The problem
Please set down every entry below exactly as given.

*** Data records ***

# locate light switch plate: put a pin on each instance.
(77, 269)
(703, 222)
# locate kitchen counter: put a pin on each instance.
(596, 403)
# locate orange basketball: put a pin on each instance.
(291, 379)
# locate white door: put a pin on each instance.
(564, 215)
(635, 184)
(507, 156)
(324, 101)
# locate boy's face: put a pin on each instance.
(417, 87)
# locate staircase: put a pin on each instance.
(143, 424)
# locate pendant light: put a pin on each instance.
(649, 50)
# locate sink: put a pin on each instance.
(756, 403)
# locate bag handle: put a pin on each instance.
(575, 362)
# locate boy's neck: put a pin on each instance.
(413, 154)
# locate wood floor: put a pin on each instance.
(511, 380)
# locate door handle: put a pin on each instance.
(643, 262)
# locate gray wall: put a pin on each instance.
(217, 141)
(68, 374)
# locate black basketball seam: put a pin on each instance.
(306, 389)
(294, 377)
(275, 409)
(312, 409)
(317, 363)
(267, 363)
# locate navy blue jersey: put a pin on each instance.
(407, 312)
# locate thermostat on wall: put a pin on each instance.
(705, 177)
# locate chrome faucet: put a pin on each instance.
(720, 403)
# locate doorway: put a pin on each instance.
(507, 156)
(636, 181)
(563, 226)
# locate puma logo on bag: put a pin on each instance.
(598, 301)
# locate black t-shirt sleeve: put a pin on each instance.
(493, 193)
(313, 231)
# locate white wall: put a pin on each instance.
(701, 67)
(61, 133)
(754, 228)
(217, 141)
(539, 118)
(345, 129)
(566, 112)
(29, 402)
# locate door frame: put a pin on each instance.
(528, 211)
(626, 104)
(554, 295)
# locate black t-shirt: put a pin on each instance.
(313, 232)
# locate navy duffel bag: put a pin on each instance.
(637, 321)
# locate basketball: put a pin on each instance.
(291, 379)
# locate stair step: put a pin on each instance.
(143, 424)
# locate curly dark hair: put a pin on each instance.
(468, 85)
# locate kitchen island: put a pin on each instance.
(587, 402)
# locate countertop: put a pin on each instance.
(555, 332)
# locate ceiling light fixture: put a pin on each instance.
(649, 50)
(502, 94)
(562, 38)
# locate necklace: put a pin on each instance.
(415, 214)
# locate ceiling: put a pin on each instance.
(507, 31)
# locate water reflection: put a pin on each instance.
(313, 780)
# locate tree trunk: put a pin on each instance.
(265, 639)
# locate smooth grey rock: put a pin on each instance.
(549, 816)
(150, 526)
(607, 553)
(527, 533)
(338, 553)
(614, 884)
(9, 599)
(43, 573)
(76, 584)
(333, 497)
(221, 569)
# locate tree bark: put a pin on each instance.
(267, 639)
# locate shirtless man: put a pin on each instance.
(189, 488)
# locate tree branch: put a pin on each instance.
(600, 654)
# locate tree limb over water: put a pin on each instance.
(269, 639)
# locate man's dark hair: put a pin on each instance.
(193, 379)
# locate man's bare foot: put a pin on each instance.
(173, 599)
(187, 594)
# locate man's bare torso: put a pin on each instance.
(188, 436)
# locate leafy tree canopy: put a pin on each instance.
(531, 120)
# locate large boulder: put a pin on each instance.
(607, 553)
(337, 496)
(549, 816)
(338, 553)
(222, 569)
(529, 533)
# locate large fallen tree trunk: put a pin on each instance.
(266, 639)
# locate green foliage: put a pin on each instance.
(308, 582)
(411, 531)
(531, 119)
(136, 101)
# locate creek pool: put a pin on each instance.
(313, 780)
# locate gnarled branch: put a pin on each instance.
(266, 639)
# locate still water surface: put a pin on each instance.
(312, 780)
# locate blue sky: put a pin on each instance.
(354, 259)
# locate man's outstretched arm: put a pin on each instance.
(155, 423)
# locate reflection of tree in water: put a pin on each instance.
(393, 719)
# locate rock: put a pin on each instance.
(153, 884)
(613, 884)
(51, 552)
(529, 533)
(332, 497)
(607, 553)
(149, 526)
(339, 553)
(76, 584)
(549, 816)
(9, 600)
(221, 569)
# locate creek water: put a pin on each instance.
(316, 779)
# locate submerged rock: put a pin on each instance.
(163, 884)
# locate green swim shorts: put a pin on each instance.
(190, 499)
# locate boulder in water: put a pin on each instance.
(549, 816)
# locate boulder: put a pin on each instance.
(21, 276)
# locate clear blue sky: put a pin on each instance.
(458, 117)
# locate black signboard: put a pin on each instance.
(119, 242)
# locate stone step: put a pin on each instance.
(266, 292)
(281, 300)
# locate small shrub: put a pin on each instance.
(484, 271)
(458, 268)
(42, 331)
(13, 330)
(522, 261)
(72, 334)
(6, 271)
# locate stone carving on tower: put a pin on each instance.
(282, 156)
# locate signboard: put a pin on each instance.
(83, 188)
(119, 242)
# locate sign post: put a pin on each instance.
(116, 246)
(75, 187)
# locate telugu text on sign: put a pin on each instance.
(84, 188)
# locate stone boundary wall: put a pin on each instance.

***

Task result
# locate light switch plate: put a pin on each instance.
(77, 269)
(703, 222)
# locate kitchen counter: put a pin on each instance.
(596, 403)
# locate orange basketball: put a pin on each instance.
(291, 379)
# locate white door: put a pin on each instance.
(564, 215)
(635, 184)
(507, 156)
(324, 101)
# locate boy's face: put a pin on each instance.
(417, 87)
# locate staircase: put a pin on each instance.
(143, 424)
# locate pendant light: put a pin on each instance.
(649, 50)
# locate sink: put a pin on each instance.
(756, 403)
# locate bag handle: put a pin on each instance.
(575, 362)
# locate boy's neck: put a pin on each instance.
(413, 154)
# locate wood floor: put a pin on each instance.
(511, 380)
# locate door handle: put a pin on each instance.
(643, 262)
# locate gray wall: put a pin on each instance.
(217, 141)
(68, 374)
# locate black basketball seam: put a pin on each instance.
(306, 389)
(294, 377)
(275, 409)
(312, 409)
(317, 363)
(267, 363)
# locate navy blue jersey: put a pin on each instance.
(407, 312)
# locate thermostat on wall: put a pin on each instance.
(705, 177)
# locate chrome faucet: put a pin on each instance.
(720, 403)
# locate doorway: put a pin on each instance.
(507, 156)
(636, 181)
(563, 226)
# locate puma logo on bag: put a pin on each instance.
(598, 301)
# locate black t-shirt sleeve: put a pin on each instance.
(493, 193)
(313, 231)
# locate white wall: put a pin on each instance.
(701, 67)
(61, 133)
(754, 228)
(217, 141)
(539, 118)
(345, 129)
(566, 112)
(29, 402)
# locate door frame: put a pin on each instance.
(528, 211)
(626, 104)
(554, 295)
# locate black t-shirt: put a pin on each instance.
(313, 232)
# locate navy duffel bag: put a pin on each instance.
(637, 321)
# locate basketball: put a pin on each instance.
(291, 379)
# locate stair step: put a pin on each instance.
(143, 424)
# locate curly dark hair: put a pin on each instance.
(468, 85)
# locate kitchen island: put a pin on each instance.
(587, 402)
# locate countertop: put a pin on each instance.
(555, 332)
# locate ceiling light fixture: put a pin on each instance.
(649, 50)
(502, 94)
(562, 38)
# locate necklace: put a pin on each instance.
(415, 214)
# locate ceiling: put a pin on each instance.
(507, 31)
# locate water reflection: put a pin on each instance.
(313, 780)
# locate tree trunk: put a pin on each instance.
(265, 639)
# locate smooth grey rock: put a pin on each instance.
(549, 816)
(150, 526)
(607, 553)
(527, 533)
(338, 553)
(614, 884)
(9, 599)
(43, 573)
(76, 584)
(333, 497)
(221, 569)
# locate tree bark: put a pin on each instance.
(267, 639)
# locate shirtless man: put a pin on each instance.
(189, 488)
# locate tree branch: put a pin on each instance.
(600, 654)
# locate tree limb over water: put a pin on each instance.
(269, 639)
# locate man's dark hair: put a pin on each instance.
(193, 379)
# locate man's bare foot: put a pin on each instance.
(173, 599)
(187, 594)
# locate man's bare torso: put a pin on each instance.
(188, 436)
# locate leafy tree canopy: put a pin on each instance.
(531, 120)
# locate large boulder: put a pin on each instance.
(607, 553)
(337, 496)
(549, 816)
(338, 553)
(222, 569)
(529, 533)
# locate large fallen tree trunk: put a pin on each instance.
(266, 639)
# locate green foliage: put a pin on each instance.
(308, 582)
(411, 531)
(531, 119)
(136, 101)
# locate creek pool: put a pin on each instance.
(313, 780)
# locate gnarled branch: put a pin on each instance.
(266, 639)
# locate still water surface: put a pin on each instance.
(312, 780)
# locate blue sky: put a pin on each instance.
(354, 259)
# locate man's outstretched arm: put a pin on each instance.
(155, 423)
# locate reflection of tree in water: put a pin on each instance.
(393, 719)
# locate rock: put a pin on each instance.
(153, 884)
(613, 884)
(51, 552)
(529, 533)
(332, 497)
(607, 553)
(149, 526)
(339, 553)
(76, 584)
(549, 816)
(9, 600)
(221, 569)
# locate creek water: put a pin on each instance.
(316, 779)
# locate submerged rock: put a pin on each instance.
(163, 884)
# locate green swim shorts: put a pin on each instance.
(190, 499)
# locate boulder in water: put a pin on each instance.
(549, 816)
# locate boulder: put a pin on each instance.
(21, 276)
# locate clear blue sky: put a pin on each instance.
(458, 117)
# locate black signboard: put a pin on each instance.
(119, 242)
# locate stone step: put a pin on each instance.
(266, 292)
(281, 300)
# locate small shrub: put a pin on each instance.
(484, 271)
(458, 268)
(42, 331)
(13, 330)
(522, 261)
(72, 334)
(6, 271)
# locate stone carving on tower: put a pin on each instance.
(282, 156)
# locate signboard: put a pin on each instance.
(83, 188)
(119, 242)
# locate sign post: put a pin on each instance.
(116, 246)
(75, 187)
# locate telugu text on sign: put a pin on each instance.
(84, 188)
# locate stone boundary wall: put a pin on each instance.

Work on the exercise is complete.